◆ Consigne écrite 1 ◆
Mettez à jour l'extrait sur Mikhaïl Gorbatchev en commençant à "Mikhaïl Gorbatchev est" et en poursuivant jusqu'à "titulaire l’année suivante.", avec "chorale universitaire" à la place de "troupe de théâtre".
◆ Consigne écrite 2 ◆
D'après l'extrait sur Mikhaïl Gorbatchev, dans quel pays a-t-il fait en 1984 une prestation remarquée par les médias ?
◆ Consigne écrite 3 ◆
Traduisez en anglais cette phrase de l'extrait sur Mikhaïl Gorbatchev : « Il fait connaître en Occident les mots russes de « glasnost » et « perestroïka ». »

───── Extrait

Mikhaïl Gorbatchev est né en Union soviétique le 2 mars 1931,  dans la région de Stavropol, au sud de la République de Russie. Durant ses études, il participe à une troupe de théâtre. Puis  il occupe la fonction de Premier secrétaire du comité régional du Parti Communiste de la région de Stavropol de 1970 à 1978. En 1981, il devient membre suppléant du Politburo du Parti Communiste d’Union soviétique, puis membre titulaire l’année suivante.  

En 1982, M. Gorbatchev est nommé responsable des « Organes administratifs », une entité peu connue supervisant l’ensemble des services secrets soviétiques, dont le Comité pour la Sécurité d’Etat (KGB) et le GRU (militaire). Il devient dans le même temps chargé de l’idéologie auprès du nouveau Secrétaire général du Parti Communiste, Youri Andropov. Ce dernier présidait précédemment le KGB.  M. Gorbatchev est donc à la fois un homme du Parti et des services secrets.  

Après la mort de Youri Andropov et l’élection de Konstantin Tchernenko au poste de Secrétaire général du Parti Communiste, M. Gorbatchev fait en 1984 une prestation remarquée par les médias lors d’une visite en Grande-Bretagne.

11 mars 1985, il entre au Kremlin 

Le 11 mars 1985 le Politburo désigne M. Gorbatchev comme Secrétaire général du Parti Communiste d’Union soviétique. Membre suppléant du Politburo, Victor Tchebrikov, Président du KGB , lui apporte son appui, selon Egor Ligatchev.  

Entre 1985 et 1991, M. Gorbatchev déclare engager une réforme du système soviétique. Il fait connaître en Occident les mots russes de « glasnost » et « perestroïka ».

──────────
───── Données du corpus

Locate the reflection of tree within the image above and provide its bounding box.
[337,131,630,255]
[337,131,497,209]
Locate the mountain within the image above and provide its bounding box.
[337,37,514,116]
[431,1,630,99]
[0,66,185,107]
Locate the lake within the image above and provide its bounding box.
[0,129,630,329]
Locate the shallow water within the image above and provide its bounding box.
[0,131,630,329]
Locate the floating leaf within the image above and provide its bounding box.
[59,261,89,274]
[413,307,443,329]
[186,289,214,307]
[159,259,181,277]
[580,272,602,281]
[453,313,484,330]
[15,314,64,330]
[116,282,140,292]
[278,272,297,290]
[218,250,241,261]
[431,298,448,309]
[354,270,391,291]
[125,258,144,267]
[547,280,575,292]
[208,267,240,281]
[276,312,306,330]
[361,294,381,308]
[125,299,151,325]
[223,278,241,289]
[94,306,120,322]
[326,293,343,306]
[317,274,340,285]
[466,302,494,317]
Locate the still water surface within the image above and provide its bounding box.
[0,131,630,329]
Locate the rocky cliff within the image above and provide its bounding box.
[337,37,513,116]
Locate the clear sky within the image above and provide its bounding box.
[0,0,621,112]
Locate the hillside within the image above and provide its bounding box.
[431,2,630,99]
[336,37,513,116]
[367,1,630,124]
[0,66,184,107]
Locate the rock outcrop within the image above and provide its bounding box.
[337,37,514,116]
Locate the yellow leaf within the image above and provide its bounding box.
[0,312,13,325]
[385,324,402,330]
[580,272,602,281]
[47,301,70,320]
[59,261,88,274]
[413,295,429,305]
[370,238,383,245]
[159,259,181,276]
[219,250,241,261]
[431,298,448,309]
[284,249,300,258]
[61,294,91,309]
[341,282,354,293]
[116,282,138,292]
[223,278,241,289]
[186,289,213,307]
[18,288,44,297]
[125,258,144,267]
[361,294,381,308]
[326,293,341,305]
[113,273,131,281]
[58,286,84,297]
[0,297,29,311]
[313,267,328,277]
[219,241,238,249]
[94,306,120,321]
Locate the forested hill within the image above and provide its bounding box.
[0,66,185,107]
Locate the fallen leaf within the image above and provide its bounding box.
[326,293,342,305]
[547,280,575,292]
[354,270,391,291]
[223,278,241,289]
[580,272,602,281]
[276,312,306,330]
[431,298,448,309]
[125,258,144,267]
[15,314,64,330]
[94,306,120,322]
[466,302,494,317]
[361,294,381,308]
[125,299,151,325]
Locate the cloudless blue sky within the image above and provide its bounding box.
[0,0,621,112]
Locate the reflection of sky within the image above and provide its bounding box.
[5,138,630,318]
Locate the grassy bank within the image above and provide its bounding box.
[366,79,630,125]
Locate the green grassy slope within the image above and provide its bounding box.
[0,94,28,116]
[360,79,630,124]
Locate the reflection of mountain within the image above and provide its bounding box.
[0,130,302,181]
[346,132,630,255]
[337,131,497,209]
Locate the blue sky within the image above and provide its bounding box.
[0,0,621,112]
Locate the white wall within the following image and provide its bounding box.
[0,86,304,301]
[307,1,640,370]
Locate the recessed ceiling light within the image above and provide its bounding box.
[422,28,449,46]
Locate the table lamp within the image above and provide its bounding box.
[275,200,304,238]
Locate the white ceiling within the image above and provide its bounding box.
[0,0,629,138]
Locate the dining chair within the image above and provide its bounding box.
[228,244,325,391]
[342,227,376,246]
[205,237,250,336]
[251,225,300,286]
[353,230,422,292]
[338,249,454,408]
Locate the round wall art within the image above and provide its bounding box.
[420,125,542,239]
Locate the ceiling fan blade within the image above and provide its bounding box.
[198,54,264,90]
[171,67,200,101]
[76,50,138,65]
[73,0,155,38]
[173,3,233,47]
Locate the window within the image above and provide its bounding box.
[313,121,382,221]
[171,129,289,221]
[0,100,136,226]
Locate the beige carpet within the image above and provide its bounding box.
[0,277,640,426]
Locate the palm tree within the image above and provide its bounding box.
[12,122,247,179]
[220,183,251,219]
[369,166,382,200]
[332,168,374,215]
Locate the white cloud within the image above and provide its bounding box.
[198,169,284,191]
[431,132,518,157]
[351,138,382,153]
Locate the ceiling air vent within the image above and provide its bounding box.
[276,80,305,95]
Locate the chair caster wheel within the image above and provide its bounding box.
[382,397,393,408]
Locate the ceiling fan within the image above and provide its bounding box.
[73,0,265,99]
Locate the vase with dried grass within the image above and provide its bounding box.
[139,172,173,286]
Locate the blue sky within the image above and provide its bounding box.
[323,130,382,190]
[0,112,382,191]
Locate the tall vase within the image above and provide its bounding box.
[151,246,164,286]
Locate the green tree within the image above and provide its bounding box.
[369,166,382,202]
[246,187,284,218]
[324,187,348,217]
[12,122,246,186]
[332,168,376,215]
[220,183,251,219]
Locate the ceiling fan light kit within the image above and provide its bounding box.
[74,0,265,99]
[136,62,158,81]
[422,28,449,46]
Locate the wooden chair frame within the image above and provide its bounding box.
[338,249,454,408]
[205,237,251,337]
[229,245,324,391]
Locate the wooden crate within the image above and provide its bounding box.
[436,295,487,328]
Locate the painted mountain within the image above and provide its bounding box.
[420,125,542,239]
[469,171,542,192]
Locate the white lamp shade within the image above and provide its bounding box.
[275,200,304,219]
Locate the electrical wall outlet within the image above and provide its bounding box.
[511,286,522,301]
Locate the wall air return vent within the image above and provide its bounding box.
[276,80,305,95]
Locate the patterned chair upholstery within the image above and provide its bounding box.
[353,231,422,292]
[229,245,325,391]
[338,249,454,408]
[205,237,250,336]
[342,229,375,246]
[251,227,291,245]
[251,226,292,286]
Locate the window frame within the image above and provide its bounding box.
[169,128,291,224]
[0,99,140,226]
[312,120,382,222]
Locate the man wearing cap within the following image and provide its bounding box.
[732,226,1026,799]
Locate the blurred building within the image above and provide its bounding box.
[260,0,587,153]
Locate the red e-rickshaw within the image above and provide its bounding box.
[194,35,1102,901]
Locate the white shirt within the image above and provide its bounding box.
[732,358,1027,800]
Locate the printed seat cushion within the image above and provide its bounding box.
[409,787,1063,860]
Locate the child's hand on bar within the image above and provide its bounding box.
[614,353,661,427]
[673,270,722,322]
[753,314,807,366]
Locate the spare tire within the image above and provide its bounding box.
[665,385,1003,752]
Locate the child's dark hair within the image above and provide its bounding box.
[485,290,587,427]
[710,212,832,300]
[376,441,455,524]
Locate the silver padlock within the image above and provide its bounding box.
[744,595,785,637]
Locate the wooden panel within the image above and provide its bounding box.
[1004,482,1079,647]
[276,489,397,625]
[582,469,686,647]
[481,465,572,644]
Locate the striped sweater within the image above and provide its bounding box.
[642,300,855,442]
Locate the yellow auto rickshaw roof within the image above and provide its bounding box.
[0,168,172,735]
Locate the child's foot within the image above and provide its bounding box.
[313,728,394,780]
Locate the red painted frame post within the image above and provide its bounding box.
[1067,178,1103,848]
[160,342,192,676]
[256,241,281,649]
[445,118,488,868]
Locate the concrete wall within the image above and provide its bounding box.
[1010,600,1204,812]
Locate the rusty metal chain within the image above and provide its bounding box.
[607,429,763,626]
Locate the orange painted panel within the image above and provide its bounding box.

──────────

◆ Réponse 1 ◆
Mikhaïl Gorbatchev est né en Union soviétique le 2 mars 1931,  dans la région de Stavropol, au sud de la République de Russie. Durant ses études, il participe à une chorale universitaire. Puis  il occupe la fonction de Premier secrétaire du comité régional du Parti Communiste de la région de Stavropol de 1970 à 1978. En 1981, il devient membre suppléant du Politburo du Parti Communiste d’Union soviétique, puis membre titulaire l’année suivante.

◆ Réponse 2 ◆
En Grande-Bretagne.

◆ Réponse 3 ◆
He made the Russian words "glasnost" and "perestroika" known in the West.